§ EXTRACT PROVIDED:
== Segment start ==

We in the US are flying blind through the current epidemic, with cases popping up all over, testing done on very few people, and the rest ranging between nervousness and panic. What is the death rate? We still do not know. Did China contain its outbreak by draconian measures, or by wide-spread infection and natural burnout? How about South Korea, or Taiwan? Everyone claims the former, but it far from certain what actually happened. We need more testing, and particularly scientifically sampled population testing, and post-infection exposure testing. The basics of epidemiology, in other words.
SARS-CoV-2 is the virus, and COVID-19 is the disease. Most people do not seem to have mortality risk from infection, other than the elderly and infirm. In these respects, and in its great infectiousness, this disease resembles influenza. Testing from patient samples is done by RT-PCR, which stands for reverse-transcription polymerase chain reaction. The reverse transcription part employs specialized enzymes to copy the viral genomes, which are RNA, from the patient sample, into DNA, the more stable molecule that can be used in PCR. And PCR is the revolutionary method that won a Nobel prize in 1993, which uses a DNA polymerizing enzyme, and short segments of DNA (primers), to repetitively (and exponentially) replicate a chosen stretch of DNA. In this way, a minuscule amount of a pathogen can be processed to an easily detectable amount of DNA. The FDA mandates using three target regions of the new Coronavirus N protein encoding gene for its tests, but will accept one target, if the test is otherwise properly validated. They point test makers to the NAID resource that provides positive control material- RNA genomes from SARS-CoV-2.

== Segment end ==

§ MATERIAL PROVIDED:
== Segment start ==

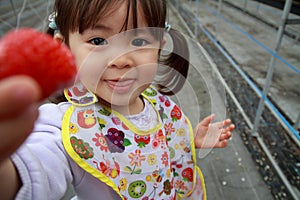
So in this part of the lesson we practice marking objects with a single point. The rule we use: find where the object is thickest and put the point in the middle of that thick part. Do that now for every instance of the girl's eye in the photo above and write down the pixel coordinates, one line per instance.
(139, 42)
(98, 41)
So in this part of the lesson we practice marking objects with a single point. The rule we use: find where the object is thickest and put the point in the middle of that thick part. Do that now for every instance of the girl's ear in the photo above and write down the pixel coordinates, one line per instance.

== Segment end ==

§ ACTIONS TO TAKE:
A: Retype the passage of the COVID-19 testing extract from "We in the US" up to and including "in other words.", keeping every word and mark the same.
B: In the COVID-19 testing extract, what year did PCR win a Nobel prize?
C: Using the COVID-19 testing extract, explain why the reverse transcription step copies the viral genomes from the patient sample into DNA.

§ ANSWER SECTION:
A:
We in the US are flying blind through the current epidemic, with cases popping up all over, testing done on very few people, and the rest ranging between nervousness and panic. What is the death rate? We still do not know. Did China contain its outbreak by draconian measures, or by wide-spread infection and natural burnout? How about South Korea, or Taiwan? Everyone claims the former, but it far from certain what actually happened. We need more testing, and particularly scientifically sampled population testing, and post-infection exposure testing. The basics of epidemiology, in other words.

B: 1993

C: The viral genomes are RNA, and DNA is the more stable molecule that can be used in PCR.